REQUIRED TASKS:
(a) In the blog post on candidate experience, how long should a job application be at most?
(b) Continue the blog post on creating a strong candidate experience from where it stops.

GIVEN PASSAGE:
*****

The Center for Sales Strategy Blog

Unique Ways to Create a Strong Candidate Experience

How to Listen for Talent When Youre Interviewing Salespeople-1

Recruiting top talent is tough… and it’s getting more challenging every day!

Want to know how to up your game?

Create a top-notch candidate experience.

Do a pretty good job here, and your candidates will feel good about your company when they walk away. Do a great job here, and they feel good enough about your company to share their positive feelings with others which builds your company’s reputation and boosts your employer brand.

Whatever you do, don’t get this wrong! A bad candidate experience also leads to sharing, but not in the way that you want. One in five will actively advise both job candidates and customers to keep away too. (CareerBuilder)

Recruitment Trends Shaping the Future

 Top 10 Tips on Nailing the Candidate Experience

1. Set the Stage Well

The best way to get off on the right foot is to craft a job description that seems to magnetically attract those who are right for the role and simultaneously repel those who aren’t.

A great job description paints a picture of what the job really is and what success will look like. Once you identify the strengths you need for the role, describe them, using honest language like, “this salesperson will need to enjoy the hunt, overcome rejection quickly, and recognize that at the end of a tough day, tomorrow will be better.”

The more honest the job description, the less time you will waste down the road. Also, provide the full name of the direct manager and a transparent timeline for your hiring process.

2. Make it Easy to Apply

Challenge yourself to make every step in the process as easy and enjoyable for your candidates as possible. Make sure your career page is easy to find, provide clear application instructions, shorten your application as much as possible (no more than one page), and offer a mobile-friendly process.

Also, consider accepting applications without a resume since your best applicants may not be actively looking. If it is crucial to collect a resume, you can always do that later. Also, don’t ask for salary history on your application, and always acknowledge receipt as soon as they submit.

3. Set the Bar High

Highly talented people want to work with other highly talented people. Set the bar high by using a validated Talent assessment to shine a spotlight on those who have the greatest potential for success in the role. This will message the importance of talent to your candidates and reassure them that they will be joining an elite team.

Pro Tip: Send your job candidates a report like the Top Talent Report, which offers customized actionable strategies they can use to maximize their innate strengths. Your job candidate will appreciate you giving them something of real value they can use on their job hunt and in their future career (with you or somewhere else).

How Companies Are Successfully Filling Their Talent Banks

4. Earn Their Trust with Transparency From the Start

Let job candidates know what to expect during the job interview. Give them information on the format of the interviews, how many people will be involved, how long they will last, what they should wear, and all the details they will need to either join a virtual meeting or park and make it through security for a live meeting.

*****

DATA TO EXAMINE:
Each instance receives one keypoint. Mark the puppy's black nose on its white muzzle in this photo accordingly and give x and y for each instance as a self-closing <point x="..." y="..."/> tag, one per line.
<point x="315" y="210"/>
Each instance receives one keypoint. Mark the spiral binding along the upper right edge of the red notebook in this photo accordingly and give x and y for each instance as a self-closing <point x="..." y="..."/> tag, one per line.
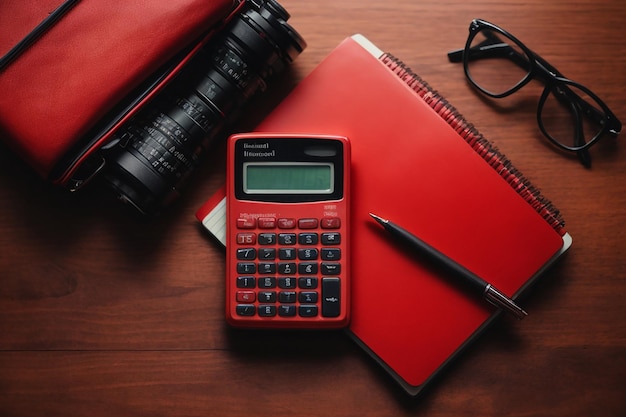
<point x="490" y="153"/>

*****

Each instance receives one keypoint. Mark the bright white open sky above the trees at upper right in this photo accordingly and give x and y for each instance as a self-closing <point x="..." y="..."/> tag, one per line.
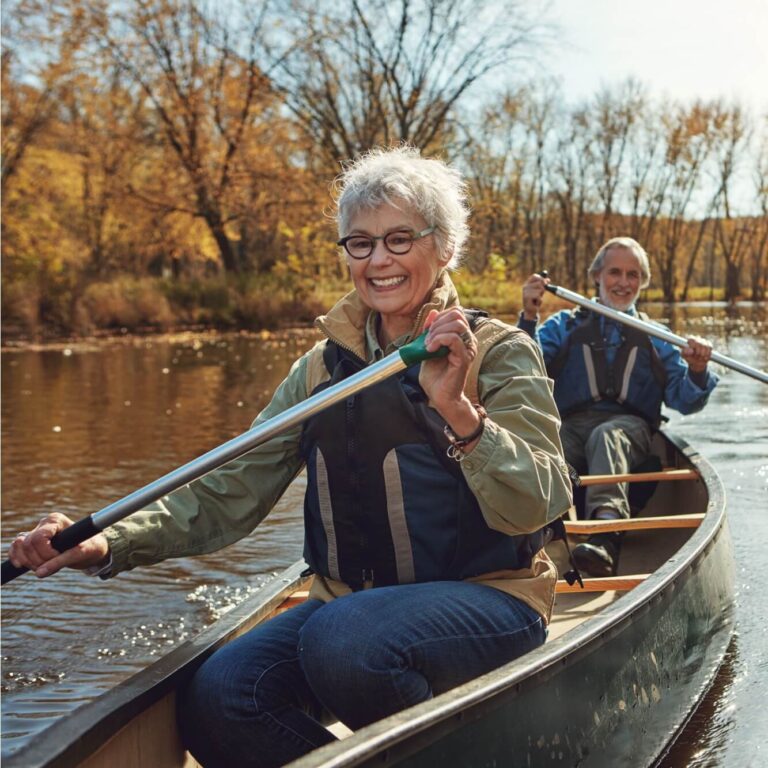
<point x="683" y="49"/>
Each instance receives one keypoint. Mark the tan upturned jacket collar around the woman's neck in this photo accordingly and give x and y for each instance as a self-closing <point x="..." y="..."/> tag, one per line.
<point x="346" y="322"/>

*****

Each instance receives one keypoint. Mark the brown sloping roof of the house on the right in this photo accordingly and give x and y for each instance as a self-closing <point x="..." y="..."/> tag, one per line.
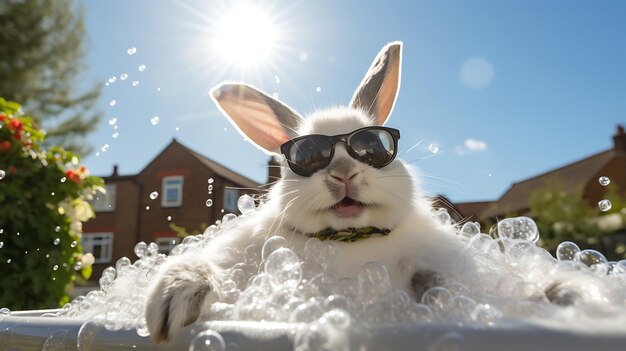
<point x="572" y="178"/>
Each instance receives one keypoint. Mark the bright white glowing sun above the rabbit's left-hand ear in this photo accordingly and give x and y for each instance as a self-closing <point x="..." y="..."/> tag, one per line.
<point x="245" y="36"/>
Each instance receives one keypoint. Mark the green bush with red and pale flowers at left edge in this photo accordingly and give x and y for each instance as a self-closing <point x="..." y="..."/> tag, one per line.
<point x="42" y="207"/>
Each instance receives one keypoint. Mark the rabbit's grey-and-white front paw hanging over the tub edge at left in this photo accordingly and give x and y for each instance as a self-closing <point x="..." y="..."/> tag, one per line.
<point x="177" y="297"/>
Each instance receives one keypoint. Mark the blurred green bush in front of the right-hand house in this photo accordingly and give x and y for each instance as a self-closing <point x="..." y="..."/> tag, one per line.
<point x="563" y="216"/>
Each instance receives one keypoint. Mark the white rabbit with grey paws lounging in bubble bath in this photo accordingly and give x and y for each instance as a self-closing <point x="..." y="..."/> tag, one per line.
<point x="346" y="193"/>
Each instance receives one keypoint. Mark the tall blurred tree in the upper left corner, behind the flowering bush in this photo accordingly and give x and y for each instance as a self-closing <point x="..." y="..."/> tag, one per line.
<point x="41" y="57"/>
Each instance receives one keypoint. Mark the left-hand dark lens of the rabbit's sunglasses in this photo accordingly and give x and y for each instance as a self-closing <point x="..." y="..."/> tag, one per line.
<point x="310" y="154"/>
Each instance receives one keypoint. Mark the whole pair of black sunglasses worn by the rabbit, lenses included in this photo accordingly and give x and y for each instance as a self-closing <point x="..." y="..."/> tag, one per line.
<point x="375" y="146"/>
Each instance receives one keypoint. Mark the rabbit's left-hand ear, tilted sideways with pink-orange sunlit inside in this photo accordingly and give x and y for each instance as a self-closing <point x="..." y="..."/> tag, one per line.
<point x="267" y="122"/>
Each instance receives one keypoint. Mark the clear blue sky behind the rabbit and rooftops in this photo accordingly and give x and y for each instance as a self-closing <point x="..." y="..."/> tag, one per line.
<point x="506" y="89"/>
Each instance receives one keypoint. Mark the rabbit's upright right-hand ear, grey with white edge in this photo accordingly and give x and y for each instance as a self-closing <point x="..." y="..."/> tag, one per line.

*****

ANSWERS BY TASK:
(a) No more than one page.

(b)
Pro Tip: For a live meeting, have someone greet them in the parking lot or at the door, welcome them, and walk them to their interview. A more comfortable job candidate always makes for a better interview, and you’ll also be surprised at the insight your volunteer greeter can share with you.

5. Prepare in Advance

Don’t assume good interview questions will come to you when you need them. Instead, take the time to write a list of interview questions in advance that includes a good mix of both “talent” and “fit” questions.

Here’s how.

Good talent questions help you understand more about how they use their strengths or how their weaknesses may get in their way. Armed with their talent assessment, you can ask open-ended questions to learn more, like, “Tell me about a time when you achieved something that felt very challenging and take me through it step by step.” Fit questions help you understand how the candidate will fit with the manager, team, client list, product, and company culture.

6. Conduct a First-Rate Interview

Even if they are wrong for the role, you want every job candidate to leave your interview with positive feelings about your company.

  • Treat them as you would your best customers.
  • Make sure you give them your full attention by removing all distractions and making good eye contact.
  • Feel free to take notes to capture key points but always let them know you will be doing that.
  • Also, make sure it’s a two-way discovery process by encouraging and answering all their questions.
  • Finally, always leave them with a clear understanding of where you are in the interview process, your next steps, anything they should do, and an idea of when they will hear from you.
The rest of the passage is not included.